#### Data provided
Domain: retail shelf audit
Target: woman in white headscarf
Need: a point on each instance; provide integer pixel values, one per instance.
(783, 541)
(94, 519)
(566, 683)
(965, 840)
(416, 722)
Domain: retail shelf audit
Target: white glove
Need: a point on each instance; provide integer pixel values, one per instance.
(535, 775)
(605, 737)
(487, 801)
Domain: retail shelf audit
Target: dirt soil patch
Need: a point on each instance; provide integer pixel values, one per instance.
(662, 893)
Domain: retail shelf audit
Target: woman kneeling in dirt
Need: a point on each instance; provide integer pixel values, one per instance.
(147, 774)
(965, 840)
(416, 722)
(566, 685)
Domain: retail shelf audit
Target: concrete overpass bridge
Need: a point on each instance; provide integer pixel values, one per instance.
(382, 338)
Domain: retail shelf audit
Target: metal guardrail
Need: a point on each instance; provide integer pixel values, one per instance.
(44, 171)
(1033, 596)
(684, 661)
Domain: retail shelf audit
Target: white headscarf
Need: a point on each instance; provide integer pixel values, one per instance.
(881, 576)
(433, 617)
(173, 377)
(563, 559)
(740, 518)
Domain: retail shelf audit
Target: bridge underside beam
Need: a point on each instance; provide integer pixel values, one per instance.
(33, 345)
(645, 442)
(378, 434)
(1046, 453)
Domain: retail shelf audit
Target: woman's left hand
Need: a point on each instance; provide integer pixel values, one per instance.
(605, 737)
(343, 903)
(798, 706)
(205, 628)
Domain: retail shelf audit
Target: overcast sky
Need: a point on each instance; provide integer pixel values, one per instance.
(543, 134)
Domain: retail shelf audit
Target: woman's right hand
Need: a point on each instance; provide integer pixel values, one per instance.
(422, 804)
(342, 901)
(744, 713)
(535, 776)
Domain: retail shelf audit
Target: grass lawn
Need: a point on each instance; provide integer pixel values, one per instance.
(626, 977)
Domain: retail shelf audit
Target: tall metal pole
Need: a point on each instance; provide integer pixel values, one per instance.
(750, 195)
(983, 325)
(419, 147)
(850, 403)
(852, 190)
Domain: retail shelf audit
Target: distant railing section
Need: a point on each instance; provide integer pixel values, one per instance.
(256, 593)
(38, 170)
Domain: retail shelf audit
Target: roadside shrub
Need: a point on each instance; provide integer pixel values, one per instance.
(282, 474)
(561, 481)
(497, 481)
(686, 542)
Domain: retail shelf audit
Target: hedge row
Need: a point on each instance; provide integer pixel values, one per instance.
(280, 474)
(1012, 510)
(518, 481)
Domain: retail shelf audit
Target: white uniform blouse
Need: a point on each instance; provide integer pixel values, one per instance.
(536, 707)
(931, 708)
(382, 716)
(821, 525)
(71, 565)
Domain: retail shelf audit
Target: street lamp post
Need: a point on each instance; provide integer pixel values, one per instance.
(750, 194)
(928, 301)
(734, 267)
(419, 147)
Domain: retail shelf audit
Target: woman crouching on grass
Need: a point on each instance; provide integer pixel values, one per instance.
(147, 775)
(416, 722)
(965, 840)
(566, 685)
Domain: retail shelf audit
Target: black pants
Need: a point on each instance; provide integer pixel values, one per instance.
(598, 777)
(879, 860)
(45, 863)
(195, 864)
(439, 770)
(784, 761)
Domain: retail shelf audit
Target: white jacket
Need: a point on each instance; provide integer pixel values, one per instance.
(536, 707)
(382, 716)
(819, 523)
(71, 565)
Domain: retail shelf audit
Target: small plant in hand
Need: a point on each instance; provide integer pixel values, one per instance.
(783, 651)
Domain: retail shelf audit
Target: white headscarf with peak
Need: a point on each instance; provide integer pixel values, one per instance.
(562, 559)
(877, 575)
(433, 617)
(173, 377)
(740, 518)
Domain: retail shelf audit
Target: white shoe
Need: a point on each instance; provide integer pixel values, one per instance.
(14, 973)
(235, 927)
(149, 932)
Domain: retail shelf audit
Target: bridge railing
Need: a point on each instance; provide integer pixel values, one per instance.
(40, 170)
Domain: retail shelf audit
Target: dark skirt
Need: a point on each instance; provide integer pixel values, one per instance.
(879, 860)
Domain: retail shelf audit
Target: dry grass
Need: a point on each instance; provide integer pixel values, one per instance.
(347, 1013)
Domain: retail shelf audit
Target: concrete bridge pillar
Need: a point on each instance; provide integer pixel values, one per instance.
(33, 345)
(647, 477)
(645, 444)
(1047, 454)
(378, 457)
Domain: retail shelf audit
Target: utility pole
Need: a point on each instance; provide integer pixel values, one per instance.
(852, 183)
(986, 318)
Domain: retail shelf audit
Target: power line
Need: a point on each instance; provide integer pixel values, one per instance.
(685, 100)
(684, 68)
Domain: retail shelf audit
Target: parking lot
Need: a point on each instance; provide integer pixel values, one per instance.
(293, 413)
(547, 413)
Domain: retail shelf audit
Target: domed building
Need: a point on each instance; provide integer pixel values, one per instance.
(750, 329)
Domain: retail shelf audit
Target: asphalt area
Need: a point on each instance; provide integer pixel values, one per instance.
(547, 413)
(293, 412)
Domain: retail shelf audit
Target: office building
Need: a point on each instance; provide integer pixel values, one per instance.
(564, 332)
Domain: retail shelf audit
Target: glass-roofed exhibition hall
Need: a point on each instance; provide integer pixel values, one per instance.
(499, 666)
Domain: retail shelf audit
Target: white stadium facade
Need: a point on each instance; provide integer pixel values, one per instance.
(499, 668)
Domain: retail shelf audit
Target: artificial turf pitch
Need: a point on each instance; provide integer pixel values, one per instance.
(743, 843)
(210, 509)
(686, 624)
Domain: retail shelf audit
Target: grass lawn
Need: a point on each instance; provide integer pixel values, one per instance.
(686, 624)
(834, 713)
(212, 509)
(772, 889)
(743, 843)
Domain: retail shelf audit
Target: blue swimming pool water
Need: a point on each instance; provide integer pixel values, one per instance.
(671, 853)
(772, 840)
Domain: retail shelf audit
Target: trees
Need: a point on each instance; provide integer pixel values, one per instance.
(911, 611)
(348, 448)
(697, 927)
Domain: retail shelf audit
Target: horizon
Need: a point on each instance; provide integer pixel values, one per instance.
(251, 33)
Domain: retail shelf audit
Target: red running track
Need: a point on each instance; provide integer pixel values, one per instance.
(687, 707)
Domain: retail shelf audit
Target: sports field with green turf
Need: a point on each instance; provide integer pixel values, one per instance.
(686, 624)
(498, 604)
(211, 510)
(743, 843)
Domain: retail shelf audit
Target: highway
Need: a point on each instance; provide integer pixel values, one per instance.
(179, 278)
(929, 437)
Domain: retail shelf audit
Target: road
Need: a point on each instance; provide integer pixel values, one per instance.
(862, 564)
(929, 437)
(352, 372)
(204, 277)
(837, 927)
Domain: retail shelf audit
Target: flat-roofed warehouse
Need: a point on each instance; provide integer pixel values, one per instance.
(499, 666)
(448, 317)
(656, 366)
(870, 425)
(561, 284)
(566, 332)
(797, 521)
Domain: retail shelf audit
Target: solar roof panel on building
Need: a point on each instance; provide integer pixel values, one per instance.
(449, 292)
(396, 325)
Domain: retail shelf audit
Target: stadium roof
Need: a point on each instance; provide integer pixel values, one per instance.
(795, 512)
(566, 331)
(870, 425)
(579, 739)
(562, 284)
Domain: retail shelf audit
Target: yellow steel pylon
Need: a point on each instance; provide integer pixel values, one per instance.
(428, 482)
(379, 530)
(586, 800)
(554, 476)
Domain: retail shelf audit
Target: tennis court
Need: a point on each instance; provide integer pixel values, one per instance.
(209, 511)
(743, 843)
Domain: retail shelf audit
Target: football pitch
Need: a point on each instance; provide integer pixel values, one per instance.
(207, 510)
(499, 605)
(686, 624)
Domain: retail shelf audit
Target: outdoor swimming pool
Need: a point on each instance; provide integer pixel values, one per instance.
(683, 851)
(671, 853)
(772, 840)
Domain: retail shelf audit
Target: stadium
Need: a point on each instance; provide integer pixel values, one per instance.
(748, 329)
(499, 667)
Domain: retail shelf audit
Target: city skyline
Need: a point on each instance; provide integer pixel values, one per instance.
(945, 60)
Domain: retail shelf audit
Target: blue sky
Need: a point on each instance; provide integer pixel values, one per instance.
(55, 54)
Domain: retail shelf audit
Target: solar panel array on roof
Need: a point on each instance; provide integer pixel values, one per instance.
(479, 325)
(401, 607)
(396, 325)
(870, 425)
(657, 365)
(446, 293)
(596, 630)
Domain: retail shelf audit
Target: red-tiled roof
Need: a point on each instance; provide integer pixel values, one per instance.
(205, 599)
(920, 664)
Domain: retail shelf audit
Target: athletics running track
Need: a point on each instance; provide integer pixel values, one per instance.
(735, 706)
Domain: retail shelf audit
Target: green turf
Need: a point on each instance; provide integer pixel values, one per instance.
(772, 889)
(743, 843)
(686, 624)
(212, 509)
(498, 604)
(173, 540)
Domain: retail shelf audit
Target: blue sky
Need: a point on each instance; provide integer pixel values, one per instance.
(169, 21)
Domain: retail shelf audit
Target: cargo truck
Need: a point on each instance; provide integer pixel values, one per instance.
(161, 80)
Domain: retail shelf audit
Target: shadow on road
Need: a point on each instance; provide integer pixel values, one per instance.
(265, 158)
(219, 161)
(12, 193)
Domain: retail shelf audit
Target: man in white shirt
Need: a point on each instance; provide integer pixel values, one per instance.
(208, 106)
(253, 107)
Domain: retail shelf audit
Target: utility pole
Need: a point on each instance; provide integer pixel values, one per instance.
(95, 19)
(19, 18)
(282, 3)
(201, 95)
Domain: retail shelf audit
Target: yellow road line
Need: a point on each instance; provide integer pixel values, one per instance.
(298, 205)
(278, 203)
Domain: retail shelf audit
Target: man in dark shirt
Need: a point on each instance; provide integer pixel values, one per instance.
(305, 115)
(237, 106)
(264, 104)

#### Task description
Pull out each line above that contains the string "running". Case counts.

#### The response
Target: red running track
Target: athletics running track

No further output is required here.